● **Listed records**
○ ○ ○ ○ ○ ○ ○

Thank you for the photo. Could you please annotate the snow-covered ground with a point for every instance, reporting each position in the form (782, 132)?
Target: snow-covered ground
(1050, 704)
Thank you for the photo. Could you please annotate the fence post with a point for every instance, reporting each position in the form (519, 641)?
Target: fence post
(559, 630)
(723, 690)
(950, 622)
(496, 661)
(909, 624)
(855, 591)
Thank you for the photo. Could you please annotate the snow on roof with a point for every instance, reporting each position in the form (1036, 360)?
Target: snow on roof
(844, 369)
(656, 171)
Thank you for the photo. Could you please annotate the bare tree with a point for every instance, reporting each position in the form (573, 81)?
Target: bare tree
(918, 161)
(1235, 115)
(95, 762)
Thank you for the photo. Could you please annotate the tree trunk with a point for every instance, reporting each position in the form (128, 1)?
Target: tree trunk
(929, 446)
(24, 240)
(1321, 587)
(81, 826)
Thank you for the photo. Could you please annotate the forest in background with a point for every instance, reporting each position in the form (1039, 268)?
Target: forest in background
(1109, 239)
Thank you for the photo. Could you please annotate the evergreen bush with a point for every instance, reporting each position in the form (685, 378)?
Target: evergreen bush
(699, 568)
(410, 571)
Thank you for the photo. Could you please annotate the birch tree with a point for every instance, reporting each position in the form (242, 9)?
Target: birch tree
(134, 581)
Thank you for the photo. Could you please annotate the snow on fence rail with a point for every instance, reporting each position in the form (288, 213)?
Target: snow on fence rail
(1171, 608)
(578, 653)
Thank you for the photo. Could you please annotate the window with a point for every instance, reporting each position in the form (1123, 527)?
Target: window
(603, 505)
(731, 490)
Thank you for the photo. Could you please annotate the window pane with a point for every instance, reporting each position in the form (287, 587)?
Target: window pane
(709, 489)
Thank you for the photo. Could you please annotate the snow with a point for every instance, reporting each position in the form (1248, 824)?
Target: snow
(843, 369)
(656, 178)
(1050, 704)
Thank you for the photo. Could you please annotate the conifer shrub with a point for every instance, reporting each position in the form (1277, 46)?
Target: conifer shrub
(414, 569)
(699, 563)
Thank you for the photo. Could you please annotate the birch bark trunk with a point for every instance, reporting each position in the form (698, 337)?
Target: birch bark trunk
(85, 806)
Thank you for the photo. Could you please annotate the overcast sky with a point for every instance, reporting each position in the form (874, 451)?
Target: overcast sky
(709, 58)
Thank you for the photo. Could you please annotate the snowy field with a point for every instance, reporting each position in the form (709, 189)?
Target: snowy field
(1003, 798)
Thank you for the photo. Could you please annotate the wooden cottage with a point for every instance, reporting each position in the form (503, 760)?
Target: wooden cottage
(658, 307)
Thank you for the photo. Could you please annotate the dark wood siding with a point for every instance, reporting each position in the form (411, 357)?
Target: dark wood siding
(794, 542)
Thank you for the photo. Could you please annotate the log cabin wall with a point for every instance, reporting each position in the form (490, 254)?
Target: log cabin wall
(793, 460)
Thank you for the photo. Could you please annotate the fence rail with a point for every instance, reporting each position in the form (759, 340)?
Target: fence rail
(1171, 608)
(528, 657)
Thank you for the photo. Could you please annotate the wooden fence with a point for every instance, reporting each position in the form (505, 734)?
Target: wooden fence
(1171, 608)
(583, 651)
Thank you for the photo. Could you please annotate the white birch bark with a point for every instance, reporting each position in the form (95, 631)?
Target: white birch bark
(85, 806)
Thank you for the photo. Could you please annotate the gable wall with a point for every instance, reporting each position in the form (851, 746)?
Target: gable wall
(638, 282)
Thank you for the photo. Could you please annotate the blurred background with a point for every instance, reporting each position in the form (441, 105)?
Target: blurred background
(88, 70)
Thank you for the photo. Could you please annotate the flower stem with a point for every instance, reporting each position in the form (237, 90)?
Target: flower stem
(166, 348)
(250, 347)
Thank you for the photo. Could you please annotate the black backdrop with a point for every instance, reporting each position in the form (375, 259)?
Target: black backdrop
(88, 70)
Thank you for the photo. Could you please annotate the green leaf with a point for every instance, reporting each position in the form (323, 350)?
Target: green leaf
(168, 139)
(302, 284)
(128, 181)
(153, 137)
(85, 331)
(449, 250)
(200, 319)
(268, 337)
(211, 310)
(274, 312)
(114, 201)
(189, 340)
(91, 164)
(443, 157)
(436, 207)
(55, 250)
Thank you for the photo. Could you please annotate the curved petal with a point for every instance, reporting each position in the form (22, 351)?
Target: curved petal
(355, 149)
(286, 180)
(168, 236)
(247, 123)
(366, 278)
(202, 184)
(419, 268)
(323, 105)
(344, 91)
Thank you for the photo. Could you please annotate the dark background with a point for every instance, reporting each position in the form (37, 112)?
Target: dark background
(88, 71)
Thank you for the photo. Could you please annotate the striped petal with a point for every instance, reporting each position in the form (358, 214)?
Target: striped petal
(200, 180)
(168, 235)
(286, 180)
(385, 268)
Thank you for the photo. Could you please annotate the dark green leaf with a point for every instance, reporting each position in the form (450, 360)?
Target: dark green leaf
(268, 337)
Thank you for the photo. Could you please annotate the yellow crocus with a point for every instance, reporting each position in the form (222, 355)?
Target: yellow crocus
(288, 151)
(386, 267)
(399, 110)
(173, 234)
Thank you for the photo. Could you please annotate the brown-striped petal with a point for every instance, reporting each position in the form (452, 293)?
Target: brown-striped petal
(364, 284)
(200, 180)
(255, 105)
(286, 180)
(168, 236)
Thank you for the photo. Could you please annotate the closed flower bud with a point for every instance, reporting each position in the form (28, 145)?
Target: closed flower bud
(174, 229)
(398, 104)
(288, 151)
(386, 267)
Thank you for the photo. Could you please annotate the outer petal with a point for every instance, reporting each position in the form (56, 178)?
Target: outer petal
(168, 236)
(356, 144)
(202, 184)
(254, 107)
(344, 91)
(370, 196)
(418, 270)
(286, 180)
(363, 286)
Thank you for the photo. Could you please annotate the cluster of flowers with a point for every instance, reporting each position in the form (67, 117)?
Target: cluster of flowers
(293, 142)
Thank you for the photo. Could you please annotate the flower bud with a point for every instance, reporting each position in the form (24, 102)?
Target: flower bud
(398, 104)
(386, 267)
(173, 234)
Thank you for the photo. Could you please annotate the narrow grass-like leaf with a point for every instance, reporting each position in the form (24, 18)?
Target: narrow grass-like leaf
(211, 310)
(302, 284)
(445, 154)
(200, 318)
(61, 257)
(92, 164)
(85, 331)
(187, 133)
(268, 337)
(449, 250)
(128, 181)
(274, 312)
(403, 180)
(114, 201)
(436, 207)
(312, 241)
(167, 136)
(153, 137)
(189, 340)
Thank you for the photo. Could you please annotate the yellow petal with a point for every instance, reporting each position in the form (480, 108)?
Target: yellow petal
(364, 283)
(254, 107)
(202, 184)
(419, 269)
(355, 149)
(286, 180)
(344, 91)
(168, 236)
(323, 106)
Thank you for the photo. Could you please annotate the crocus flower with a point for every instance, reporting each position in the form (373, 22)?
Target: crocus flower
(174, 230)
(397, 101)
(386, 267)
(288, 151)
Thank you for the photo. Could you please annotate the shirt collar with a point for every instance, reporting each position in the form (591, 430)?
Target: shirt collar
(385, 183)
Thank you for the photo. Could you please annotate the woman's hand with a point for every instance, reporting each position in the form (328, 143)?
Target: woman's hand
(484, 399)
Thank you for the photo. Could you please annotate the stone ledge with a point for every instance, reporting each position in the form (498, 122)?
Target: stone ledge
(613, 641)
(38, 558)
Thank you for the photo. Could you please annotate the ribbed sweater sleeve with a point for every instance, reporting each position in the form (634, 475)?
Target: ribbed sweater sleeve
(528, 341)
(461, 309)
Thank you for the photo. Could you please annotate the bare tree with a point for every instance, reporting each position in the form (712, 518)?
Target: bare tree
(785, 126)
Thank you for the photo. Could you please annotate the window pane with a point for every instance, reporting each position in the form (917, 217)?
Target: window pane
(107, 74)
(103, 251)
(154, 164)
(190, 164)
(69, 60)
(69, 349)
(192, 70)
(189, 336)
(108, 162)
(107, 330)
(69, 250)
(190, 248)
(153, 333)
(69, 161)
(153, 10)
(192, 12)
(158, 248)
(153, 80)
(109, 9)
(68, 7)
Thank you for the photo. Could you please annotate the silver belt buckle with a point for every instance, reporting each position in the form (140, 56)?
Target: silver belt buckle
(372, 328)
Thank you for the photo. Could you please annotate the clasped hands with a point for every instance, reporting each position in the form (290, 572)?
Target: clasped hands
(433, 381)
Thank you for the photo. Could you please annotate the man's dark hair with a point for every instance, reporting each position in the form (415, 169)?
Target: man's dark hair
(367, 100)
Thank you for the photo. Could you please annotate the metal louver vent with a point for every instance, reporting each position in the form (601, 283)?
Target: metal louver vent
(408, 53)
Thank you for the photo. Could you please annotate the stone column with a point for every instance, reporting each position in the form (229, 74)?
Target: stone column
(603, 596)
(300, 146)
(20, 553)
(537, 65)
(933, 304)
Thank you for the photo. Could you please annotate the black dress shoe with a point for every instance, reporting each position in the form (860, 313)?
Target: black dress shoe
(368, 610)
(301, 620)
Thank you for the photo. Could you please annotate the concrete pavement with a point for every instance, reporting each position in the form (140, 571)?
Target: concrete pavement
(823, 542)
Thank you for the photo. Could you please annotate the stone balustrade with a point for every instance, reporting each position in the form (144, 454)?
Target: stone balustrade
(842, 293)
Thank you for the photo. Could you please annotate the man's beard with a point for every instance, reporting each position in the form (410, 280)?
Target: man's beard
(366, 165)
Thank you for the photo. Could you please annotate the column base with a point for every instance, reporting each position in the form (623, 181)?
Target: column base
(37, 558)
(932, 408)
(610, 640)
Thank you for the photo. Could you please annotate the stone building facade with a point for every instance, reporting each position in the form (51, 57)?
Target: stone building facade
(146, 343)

○ ○ ○ ○ ○ ○ ○

Above are the entries. Copy exactly the part that opens with the line containing "form (503, 760)?" and closes with the line containing "form (759, 340)?", and no more.

Thank you for the photo. Could you please annotate the wooden cottage with a point for every instance, reporting each position in the form (503, 760)?
Target: wooden cottage
(658, 307)
Thank you for the photo. Could you please annotate the dark wood siding with a point for every instance, reporting each position in the form (411, 357)?
Target: dark wood siding
(794, 542)
Thank you for the photo. Could you please annotate the log cabin wall with a point for every instance, reporting each position in the form (490, 254)?
Target: log cabin wall
(793, 460)
Thank you for the photo. Could you please annotate the fence rail with a point for every instance, reporting each position in the form (759, 340)?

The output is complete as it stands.